◆ Task instructions
• 1. In the review of the IDLES album TANGK, who makes up the production team?
• 2. Write the next part of the review of the IDLES album TANGK, picking up after its last sentence.

◆ Article
>> begin
“I needed love. So I made it. I gave love out to the world and it feels like magic. This is our album of gratitude and power. All love songs. All is love.”
The above quote from lead singer Joe Talbot would lead us to believe that TANGK is their very own 2024: The Love Album (one for all you Carter USM fans).
After the opening salvo of 2017’s fiery debut Brutalism and the welcome-to-the-mainstream mission statement that was 2018’s Joy As An Act Of Resistance, they then blew all of that up with the essence diluting suicide note of the old IDLES which was the 2020 Number One Ultra Mono. Album number four, just a year later, Crawler was a massive gear change that acted as an understated culture shock, which saw them change their base audience from people loving the ‘love yourself’ shoutiness (Stewart Lee once perfectly described them as “Snowflake Oi“) to those that wanted something a touch deeper. And it’s those folk that are going to get the most from TANGK, this is not a fair weather fan record that can be dipped in and out of, there’s no ‘Danny Nedelko/Never Fight A Man With A Perm’ screamalongs.
The signs are all there just how much this album differs from what’s gone before, the main change being on the production team, which now consists of Kenny Beats, guitarist Mark Bowen and Nigel Godrich and due to his coming onboard, it would be easy to use lazy Radiohead comparisons by calling TANGK “IDLES’ Kid A”, but there’s so much more to it than that.
It begins with the first song they came up with for the album, hence its title. ‘IDEA 01′ thunders into life with a thumping beat and rippling piano, Talbot’s stable, relaxed vocal belying what’s going on around him, as the closing menacing drums kick straight into ‘Gift Horse’ which we know already from its release a while ago, with its furious “look at him go” chorus and bull starring video, its groove making it something of an outlier in the first half.
‘POP POP POP’ brings a lovely word into common usage, ‘freudenfreude’, meaning enjoying the joy of others good fortune, over a beat that could have come straight from the opening of Original Pirate Material. The rapping of Talbot is as welcome as it is unexpected, it’s starkness makes you think about how interesting it’ll be to see how this introspection translates live, especially in those larger rooms, the big outdoor gigs and further-up-the-bill festival slots, how it will affect their cult-like (in a positive way) live shows, will it enhance the feeling of a mass gathering love-in, surely it must.
The opening trio are such disparate strands of the same thread, then it leaves you with no real idea as to where it’s going and if your guess is an assured, passionate, soulful vocal chorus over a guitar straight from ‘The House Of The Rising Sun’, then you’d be correct. ‘Roy’ sees Talbot showing a stunning vocal versatility that we have only seen in parts before, think of ‘The Beachland Ballroom‘ from Crawler and times that by a thousand.
>> end
◆ Records provided
>> begin
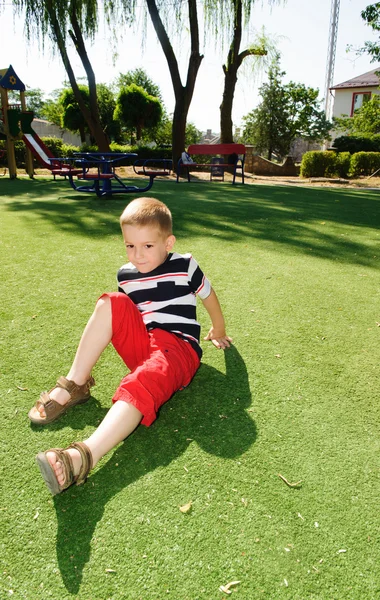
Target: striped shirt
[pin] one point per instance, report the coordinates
(166, 297)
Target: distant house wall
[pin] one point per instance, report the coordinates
(344, 98)
(47, 129)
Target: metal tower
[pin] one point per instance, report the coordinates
(333, 34)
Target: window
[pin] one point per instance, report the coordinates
(358, 100)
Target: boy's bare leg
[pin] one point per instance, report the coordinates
(119, 422)
(95, 338)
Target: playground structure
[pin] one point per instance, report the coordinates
(17, 125)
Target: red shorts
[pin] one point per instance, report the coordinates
(160, 362)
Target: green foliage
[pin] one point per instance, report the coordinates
(137, 110)
(318, 164)
(107, 105)
(285, 113)
(342, 164)
(357, 143)
(365, 163)
(140, 78)
(72, 117)
(52, 111)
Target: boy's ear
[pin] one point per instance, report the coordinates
(170, 242)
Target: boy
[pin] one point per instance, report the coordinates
(152, 324)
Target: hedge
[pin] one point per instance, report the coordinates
(365, 163)
(356, 143)
(342, 164)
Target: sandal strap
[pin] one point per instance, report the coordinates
(71, 387)
(67, 464)
(87, 462)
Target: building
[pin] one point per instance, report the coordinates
(352, 94)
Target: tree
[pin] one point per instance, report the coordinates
(365, 121)
(230, 20)
(136, 109)
(285, 113)
(72, 118)
(140, 78)
(265, 126)
(75, 19)
(183, 93)
(64, 111)
(52, 109)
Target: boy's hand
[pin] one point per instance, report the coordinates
(219, 339)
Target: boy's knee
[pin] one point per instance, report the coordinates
(104, 302)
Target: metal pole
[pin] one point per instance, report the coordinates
(333, 34)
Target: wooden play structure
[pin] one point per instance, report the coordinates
(13, 115)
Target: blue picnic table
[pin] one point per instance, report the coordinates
(97, 169)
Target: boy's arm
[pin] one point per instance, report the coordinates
(217, 333)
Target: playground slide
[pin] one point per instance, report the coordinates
(38, 148)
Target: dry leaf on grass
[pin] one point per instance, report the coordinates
(287, 482)
(226, 588)
(186, 507)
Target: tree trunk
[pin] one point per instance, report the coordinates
(91, 116)
(183, 94)
(230, 69)
(226, 125)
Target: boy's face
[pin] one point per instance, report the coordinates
(147, 248)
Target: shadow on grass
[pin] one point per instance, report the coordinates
(193, 413)
(301, 220)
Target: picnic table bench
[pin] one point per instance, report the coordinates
(234, 158)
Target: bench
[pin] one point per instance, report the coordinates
(234, 158)
(153, 167)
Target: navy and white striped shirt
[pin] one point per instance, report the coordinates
(166, 297)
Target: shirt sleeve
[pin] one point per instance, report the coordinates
(198, 282)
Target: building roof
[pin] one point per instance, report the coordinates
(10, 81)
(369, 79)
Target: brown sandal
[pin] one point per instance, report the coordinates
(64, 457)
(53, 410)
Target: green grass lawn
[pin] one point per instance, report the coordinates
(297, 273)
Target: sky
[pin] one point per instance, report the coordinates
(299, 27)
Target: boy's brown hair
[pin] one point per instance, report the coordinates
(143, 212)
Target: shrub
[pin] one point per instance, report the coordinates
(364, 163)
(356, 143)
(343, 163)
(318, 164)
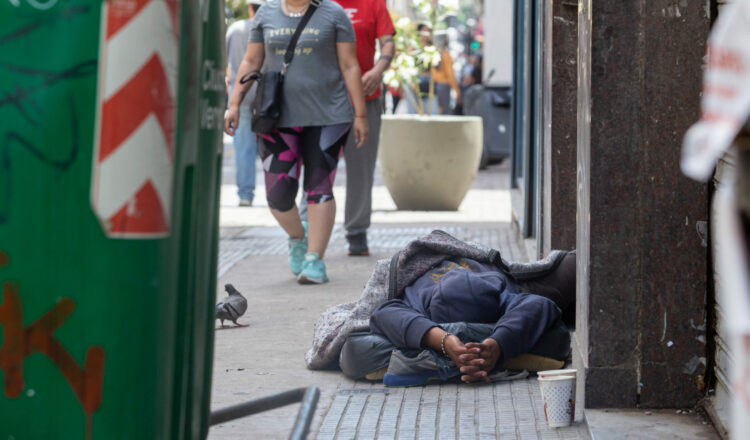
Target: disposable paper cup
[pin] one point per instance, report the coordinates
(558, 393)
(550, 373)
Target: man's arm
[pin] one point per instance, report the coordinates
(372, 79)
(253, 60)
(405, 327)
(401, 324)
(525, 320)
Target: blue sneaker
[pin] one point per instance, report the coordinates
(404, 371)
(297, 251)
(313, 270)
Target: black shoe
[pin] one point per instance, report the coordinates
(358, 244)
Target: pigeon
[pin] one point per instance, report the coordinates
(231, 307)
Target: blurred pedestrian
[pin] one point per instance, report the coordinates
>> end
◆ Outputs in order
• 1. Kenny Beats, guitarist Mark Bowen and Nigel Godrich.

• 2.
And just as the breathlessness has subsided after such a powerful performance, this just leads into the despair and heartbreak of ‘A Gospel’, a tale of a couple parting in astoundingly intimate detail, “We weren’t meant to last, I know you better, I’m your half, just tell me darling and I will be your past” with such sweet sorrow in the accompanying piano and strings.
If it’s a love album then it’s not straightforward, there’s a darkness at it’s heartbeat. Not only are there no big loud chest-beaters, Talbot barely raises his voice above a whisper, which makes it all the more sombre, almost menacing at points, but permanently on the edge of fragility.
The first two singles, the swish and swagger of the LCD Soundsystem-infused ‘Dancer’ and the drum machine driven ‘Grace‘ with its simple “no god no king, I said love is the thing” message arrive as a blessed relief to the gut punch intensity of the previous two songs and it’s from here that the emotional reins are loosened slightly musically and feel more abstract lyrically. ‘Hall and Oates’ (which feels like a love letter from Talbot to Bowen) shows off the most underrated rhythm section in music off to full effect and ‘Jungle‘, with it’s Adam And The Ants-esque tribal drums are the nearest one gets to the “Old IDLES”, almost as if they just want to prove to themselves that they’ve still got it in their locker to do loud, if they ever choose to go back there.
‘Gratitude‘ brings back the darkness, “I was having visions of ten million ways to die, I was having visions of ten people that might cry”, a reminder that it’s such a personal record, which makes it easy to forget that at times in the recent past we looked towards them to solve the world’s ills, but now it is more about self care, they can’t save the world if they can’t save themselves. It all ends with ‘Monolith’, Talbot sounds broken, yet full of hope, before what sounds like a clarinet fades out with a jazz-like interlude.
Kenny Beats and Bowen’s increased influence on proceedings are moulding their sound into something else, on a different level to what’s gone before, it’s a record that sounds like they had to make for themselves without a moment’s thought for who’s going to be listening to it, if only more bands were so selfish. There will be reviews that explain the music and lyrics, the sonic feel, in more precise detail, but that to me would be like spoiling the plot of a movie with Nth degree detail, this is a record that needs to be lived and loved by the individual, everyone will have the bits that speak to them, that relates to their life.
It’s a shame that people will have long made their minds up about IDLES, as this is a genuinely mind-changing record. But for those of us already on the right side of history, it is an extraordinary set of songs, it’s little wonder that they are one of the biggest bands in the country, and this record should put them in another stratosphere. This is an album by a band for those they love and for those that love them.
All is indeed love.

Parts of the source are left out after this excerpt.